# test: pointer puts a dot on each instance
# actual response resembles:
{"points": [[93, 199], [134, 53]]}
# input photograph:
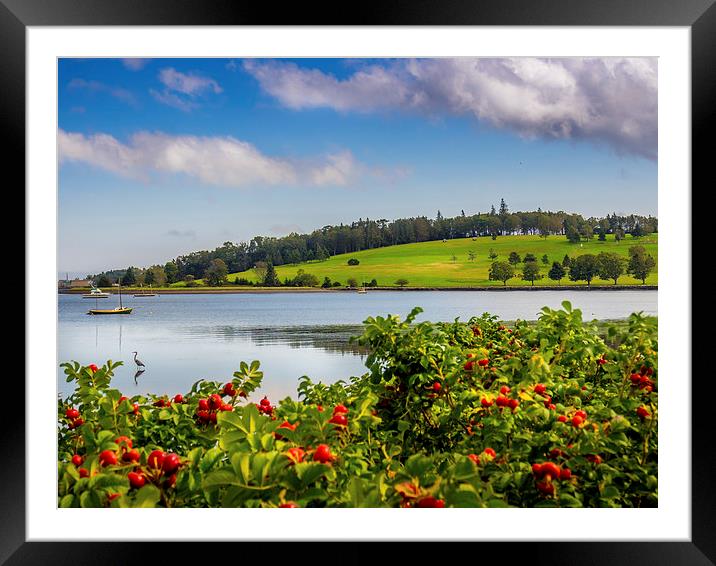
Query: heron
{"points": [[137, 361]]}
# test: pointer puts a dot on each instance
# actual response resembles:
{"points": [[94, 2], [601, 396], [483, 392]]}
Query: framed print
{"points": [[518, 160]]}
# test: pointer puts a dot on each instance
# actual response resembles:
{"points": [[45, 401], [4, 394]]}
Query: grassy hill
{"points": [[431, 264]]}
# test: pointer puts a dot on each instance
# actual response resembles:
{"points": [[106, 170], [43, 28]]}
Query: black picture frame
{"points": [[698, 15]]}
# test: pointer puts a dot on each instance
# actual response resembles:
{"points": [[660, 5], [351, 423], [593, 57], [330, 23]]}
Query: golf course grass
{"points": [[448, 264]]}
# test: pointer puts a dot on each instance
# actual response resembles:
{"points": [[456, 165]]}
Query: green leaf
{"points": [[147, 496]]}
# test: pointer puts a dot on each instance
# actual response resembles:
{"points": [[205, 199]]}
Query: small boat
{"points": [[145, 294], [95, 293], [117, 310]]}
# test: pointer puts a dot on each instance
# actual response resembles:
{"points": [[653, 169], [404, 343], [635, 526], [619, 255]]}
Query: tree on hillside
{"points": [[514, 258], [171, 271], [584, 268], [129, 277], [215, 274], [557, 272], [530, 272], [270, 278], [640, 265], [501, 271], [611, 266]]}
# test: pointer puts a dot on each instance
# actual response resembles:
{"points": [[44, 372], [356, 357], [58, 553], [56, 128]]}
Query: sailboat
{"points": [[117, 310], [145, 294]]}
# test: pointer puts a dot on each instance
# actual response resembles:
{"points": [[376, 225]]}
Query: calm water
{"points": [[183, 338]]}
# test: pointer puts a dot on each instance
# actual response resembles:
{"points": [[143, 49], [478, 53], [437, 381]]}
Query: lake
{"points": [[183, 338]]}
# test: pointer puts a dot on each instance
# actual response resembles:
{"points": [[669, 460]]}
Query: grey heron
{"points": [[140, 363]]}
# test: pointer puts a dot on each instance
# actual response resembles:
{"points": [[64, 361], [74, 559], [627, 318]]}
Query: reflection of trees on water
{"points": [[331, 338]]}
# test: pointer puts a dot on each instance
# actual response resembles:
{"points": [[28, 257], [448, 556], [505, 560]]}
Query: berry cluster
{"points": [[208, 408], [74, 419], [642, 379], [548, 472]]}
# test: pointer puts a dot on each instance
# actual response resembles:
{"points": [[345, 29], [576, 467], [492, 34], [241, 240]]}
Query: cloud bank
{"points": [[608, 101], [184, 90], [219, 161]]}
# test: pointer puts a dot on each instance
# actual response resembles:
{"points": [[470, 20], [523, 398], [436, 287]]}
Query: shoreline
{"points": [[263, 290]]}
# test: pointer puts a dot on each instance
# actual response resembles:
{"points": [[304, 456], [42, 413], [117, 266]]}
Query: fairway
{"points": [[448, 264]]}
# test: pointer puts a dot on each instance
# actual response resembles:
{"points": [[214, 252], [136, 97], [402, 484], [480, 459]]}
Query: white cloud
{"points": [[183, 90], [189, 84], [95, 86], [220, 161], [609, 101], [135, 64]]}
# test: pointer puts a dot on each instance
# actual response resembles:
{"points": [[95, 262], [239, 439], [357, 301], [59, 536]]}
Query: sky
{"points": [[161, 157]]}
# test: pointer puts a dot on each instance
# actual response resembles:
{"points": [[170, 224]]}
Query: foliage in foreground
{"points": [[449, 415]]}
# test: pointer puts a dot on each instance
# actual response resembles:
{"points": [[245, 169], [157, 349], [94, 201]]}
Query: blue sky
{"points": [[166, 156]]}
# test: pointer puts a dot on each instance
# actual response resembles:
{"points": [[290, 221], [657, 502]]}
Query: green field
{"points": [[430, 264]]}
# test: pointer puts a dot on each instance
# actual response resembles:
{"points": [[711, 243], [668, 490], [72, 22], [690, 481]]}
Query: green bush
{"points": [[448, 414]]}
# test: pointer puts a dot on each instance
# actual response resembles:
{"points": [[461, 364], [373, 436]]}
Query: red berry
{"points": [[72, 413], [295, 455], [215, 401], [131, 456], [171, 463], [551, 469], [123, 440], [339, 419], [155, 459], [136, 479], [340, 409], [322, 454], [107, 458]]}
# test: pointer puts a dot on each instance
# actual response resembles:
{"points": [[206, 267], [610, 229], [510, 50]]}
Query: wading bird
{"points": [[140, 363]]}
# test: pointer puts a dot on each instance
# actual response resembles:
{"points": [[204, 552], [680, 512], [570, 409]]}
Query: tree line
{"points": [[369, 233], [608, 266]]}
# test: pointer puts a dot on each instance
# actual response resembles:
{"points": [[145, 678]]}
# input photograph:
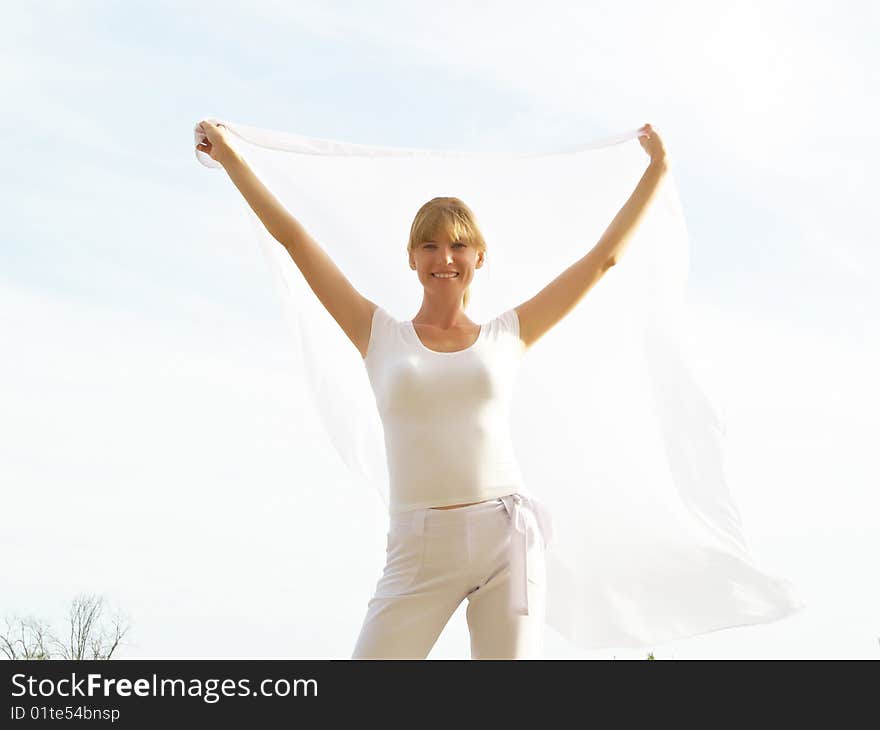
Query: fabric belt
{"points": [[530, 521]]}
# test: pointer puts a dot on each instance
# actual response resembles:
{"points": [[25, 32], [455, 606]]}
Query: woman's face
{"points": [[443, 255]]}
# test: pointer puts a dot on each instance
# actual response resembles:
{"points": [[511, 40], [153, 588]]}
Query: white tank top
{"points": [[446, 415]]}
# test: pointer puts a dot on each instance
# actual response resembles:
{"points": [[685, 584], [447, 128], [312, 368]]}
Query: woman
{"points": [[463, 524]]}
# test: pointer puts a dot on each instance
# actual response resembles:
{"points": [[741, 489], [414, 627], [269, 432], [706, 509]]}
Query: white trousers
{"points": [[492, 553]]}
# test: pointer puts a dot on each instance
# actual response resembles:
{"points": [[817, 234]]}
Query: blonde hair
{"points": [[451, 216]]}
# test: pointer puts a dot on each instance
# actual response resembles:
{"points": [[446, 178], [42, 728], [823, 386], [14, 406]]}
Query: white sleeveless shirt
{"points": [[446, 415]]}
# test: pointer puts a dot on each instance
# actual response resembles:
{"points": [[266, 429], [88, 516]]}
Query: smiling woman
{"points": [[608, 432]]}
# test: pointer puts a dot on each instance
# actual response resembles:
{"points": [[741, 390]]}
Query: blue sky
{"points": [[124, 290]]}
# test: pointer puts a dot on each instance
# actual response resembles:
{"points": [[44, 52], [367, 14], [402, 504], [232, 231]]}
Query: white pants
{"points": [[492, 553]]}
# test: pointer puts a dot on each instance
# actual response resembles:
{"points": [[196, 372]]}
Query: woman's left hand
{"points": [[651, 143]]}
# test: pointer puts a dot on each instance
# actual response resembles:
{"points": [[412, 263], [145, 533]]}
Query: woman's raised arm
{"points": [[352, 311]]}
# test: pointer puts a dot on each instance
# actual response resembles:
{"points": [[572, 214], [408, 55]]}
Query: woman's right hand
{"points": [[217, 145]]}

________________________________________

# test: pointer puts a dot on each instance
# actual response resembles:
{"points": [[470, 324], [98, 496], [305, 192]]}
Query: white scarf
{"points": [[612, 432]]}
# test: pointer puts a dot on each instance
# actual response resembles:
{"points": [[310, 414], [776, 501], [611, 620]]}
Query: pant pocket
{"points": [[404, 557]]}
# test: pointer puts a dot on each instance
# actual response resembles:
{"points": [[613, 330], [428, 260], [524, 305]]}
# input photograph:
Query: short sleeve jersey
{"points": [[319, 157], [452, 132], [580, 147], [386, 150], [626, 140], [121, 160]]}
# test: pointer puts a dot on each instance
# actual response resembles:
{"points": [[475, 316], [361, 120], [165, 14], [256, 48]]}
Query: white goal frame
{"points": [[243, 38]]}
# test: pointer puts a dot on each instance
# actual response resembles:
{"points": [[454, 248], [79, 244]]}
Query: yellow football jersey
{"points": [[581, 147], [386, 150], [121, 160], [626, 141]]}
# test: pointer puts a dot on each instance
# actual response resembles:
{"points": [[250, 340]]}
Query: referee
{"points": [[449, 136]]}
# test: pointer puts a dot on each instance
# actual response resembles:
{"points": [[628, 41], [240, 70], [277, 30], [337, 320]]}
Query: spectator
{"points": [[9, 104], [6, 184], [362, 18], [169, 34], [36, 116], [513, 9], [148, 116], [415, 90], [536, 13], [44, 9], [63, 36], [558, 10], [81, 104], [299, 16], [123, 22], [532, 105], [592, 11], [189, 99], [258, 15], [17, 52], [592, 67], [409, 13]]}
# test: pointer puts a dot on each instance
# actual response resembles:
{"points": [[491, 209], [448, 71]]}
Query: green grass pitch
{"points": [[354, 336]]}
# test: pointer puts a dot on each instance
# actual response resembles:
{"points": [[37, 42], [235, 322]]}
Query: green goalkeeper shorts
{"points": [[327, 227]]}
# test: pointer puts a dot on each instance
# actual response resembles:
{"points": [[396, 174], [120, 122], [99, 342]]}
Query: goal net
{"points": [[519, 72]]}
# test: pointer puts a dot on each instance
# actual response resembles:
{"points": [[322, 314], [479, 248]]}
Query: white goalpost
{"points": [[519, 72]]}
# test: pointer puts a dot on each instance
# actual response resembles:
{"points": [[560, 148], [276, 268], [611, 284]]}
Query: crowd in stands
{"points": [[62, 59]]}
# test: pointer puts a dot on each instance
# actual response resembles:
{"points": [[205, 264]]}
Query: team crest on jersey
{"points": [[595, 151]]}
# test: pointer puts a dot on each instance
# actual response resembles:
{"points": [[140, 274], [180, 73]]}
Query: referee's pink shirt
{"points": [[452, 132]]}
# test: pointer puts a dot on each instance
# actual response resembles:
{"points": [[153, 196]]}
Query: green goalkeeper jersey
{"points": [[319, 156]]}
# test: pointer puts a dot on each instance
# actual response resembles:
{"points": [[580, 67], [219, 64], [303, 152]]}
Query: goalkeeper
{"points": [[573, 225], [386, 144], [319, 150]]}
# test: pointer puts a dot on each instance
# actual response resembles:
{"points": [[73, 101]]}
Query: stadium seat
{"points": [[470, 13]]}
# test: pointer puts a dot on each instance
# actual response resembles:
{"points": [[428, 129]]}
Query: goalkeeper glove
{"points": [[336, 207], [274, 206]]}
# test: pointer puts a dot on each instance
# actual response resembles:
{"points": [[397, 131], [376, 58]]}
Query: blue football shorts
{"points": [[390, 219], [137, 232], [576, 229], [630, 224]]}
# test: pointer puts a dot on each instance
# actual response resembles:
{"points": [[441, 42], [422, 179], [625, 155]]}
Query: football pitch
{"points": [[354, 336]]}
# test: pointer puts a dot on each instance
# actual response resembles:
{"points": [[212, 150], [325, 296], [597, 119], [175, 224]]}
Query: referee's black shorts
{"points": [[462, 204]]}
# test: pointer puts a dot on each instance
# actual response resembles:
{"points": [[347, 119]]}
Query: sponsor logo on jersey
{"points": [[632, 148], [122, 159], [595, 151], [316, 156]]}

________________________________________

▸ TASK INSTRUCTIONS
List every line in the records that contains the word "pitch", matching case exactly.

▸ FINISHED TASK
Query: green grass pitch
Query: football pitch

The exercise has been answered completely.